===== Text provided

10 August 2021 – The Third World as Seen From the Saddle.
Days 26 and 27 of the Old Legs Silverback Tour – From Nyakanazi to Muleba, a little town on Lake Victoria, Tanzania
Distance- 131 km
Climb – 1182 m
Time – 8 hr 36 min
Ave Heart Rate – 130 bpm
Max Heart Rate – 193 bpm.
I am blogging to you from a little hotel with a huge amount of bling, as in Las Vegas amounts of bling. The sheets on our 4-poster bed are louder than my shirts. The bed has more frills and pink ribbon than the Dick of the Day tutu. Our bathroom has a nine-way stainless-steel shower mixer, and a hole-in-the-floor toilet.
Our hotel boasts a restaurant. So after days of bush camping, we’re splashing out on dinner tonight. My menu choices are chicken, fish or goat. I’ve gone with fish, because you can’t hear fish scream when the chef runs faster than them. I have so gone off chicken, especially the sounds they make when the chef catches them and am so thankful no one ordered goat. If there’d been a vegan option on the menu, I’d have gone vegan.
Clearly television in this town isn’t up to much, because the town children have gathered at the hotel fence to watch us sit, stand, wash bikes, pack and repack cars, etcetera, etcetera, making us feel halfway between Kardashisns and performing seals. But the hotel is way better than our campsite outside the police station two nights ago, so all good.
You will remember we were camped under police guard to avoid the risk of being robbed by desperate Burundian refugees and/or Congo refugees and/or the refugees of any other failed states that have contributed to the human flotsam and jetsam of misery along the length of the Burundian border. It took us almost 4 hours with bikes on the Isuzus on the dust road from hell to flee the spillover poverty and misery from the failed states.
As soon as we hit the tar, we got back on the bikes and were able to get 38 kilometers of hard riding under our belts before our cutoff time of 15.30.
Gary was able to find us another splendid half-finished hotel complete with bling, including concrete statues of zebra, giraffe, buffalo, elephants and white swans in the little town of Nyakanazi. I say half-finished because the west wing of 4 bedrooms was complete and a thing of beauty, if you like Tanzanian bling, but the east wing was still a building site. Because it was better than camping outside the police station, we moved in. As did a huge of audience of children who gathered along the hotel fence to watch us go through routines.
Our accommodations on Tour have varied hugely. The building site was converted to the boys’ dormitory while the married couples styled in the west wing. Al, Ant and Vicky put their tents up in the car park.
We had dinner in the car park, seated amongst the concrete zebra, giraffe, buffalo, and elephants.
To give the watching children something to talk about, we played a variation of musical chairs at dinner, and stood up and moved one seat to our right at the count of three.
Whilst eating, we were treated to the spectacle of a real live bat hawk hunting his dinner in the sky just above us. It was my first time seeing a bat hawk. Man but he was slick, and the bats never stood a chance.

==========
===== Data shown

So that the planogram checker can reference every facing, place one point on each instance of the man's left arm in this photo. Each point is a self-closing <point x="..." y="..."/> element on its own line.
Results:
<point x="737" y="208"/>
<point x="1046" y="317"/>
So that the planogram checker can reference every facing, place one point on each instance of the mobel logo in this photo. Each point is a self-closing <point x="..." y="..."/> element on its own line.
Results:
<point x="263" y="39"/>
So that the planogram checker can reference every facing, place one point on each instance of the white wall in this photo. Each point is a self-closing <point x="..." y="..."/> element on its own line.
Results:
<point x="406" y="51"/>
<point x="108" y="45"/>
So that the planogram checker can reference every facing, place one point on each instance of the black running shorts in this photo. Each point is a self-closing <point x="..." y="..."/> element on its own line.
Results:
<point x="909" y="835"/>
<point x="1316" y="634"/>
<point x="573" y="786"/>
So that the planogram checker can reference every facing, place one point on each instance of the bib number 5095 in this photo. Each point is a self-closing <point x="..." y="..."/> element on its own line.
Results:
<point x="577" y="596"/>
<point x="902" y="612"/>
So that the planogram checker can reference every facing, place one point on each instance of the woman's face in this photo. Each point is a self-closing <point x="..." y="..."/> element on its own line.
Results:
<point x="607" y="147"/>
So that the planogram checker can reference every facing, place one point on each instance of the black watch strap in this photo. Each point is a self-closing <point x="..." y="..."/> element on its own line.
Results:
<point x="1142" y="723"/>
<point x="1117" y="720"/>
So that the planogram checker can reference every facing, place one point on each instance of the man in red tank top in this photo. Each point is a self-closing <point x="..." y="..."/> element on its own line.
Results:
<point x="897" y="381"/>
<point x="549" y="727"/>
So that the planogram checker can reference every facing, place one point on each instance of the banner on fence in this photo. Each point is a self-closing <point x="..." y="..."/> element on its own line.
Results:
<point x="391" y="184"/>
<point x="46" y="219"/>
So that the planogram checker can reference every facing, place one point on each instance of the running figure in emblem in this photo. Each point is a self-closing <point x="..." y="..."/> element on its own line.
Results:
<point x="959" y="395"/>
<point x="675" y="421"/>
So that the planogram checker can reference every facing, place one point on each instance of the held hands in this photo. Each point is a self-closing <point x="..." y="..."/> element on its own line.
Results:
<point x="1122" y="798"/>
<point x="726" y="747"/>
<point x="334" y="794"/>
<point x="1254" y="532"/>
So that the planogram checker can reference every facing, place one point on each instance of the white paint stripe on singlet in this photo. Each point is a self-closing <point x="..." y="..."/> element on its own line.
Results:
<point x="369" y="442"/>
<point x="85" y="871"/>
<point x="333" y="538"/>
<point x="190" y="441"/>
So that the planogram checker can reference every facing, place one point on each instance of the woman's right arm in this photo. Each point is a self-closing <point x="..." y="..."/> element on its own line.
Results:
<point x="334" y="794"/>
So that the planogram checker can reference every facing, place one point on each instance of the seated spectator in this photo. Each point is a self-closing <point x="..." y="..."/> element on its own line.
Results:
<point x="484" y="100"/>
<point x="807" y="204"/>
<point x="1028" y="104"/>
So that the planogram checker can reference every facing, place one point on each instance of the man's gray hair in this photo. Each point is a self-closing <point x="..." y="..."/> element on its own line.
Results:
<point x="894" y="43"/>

==========

> **Directives**
A – Duplicate the stretch of the blog post from "Gary was able" through "the car park.".
B – Please set down again, unchanged, the stretch of the entries from the line containing "of the seated" through the end of the entries.
The blog post and the entries come from unrelated sources.

> **Final answers**
A –
Gary was able to find us another splendid half-finished hotel complete with bling, including concrete statues of zebra, giraffe, buffalo, elephants and white swans in the little town of Nyakanazi. I say half-finished because the west wing of 4 bedrooms was complete and a thing of beauty, if you like Tanzanian bling, but the east wing was still a building site. Because it was better than camping outside the police station, we moved in. As did a huge of audience of children who gathered along the hotel fence to watch us go through routines.
Our accommodations on Tour have varied hugely. The building site was converted to the boys’ dormitory while the married couples styled in the west wing. Al, Ant and Vicky put their tents up in the car park.

B –
So that the planogram checker can reference every facing, place one point on each instance of the seated spectator in this photo. Each point is a self-closing <point x="..." y="..."/> element on its own line.
Results:
<point x="484" y="100"/>
<point x="807" y="204"/>
<point x="1028" y="104"/>
So that the planogram checker can reference every facing, place one point on each instance of the man's gray hair in this photo. Each point is a self-closing <point x="..." y="..."/> element on its own line.
Results:
<point x="894" y="43"/>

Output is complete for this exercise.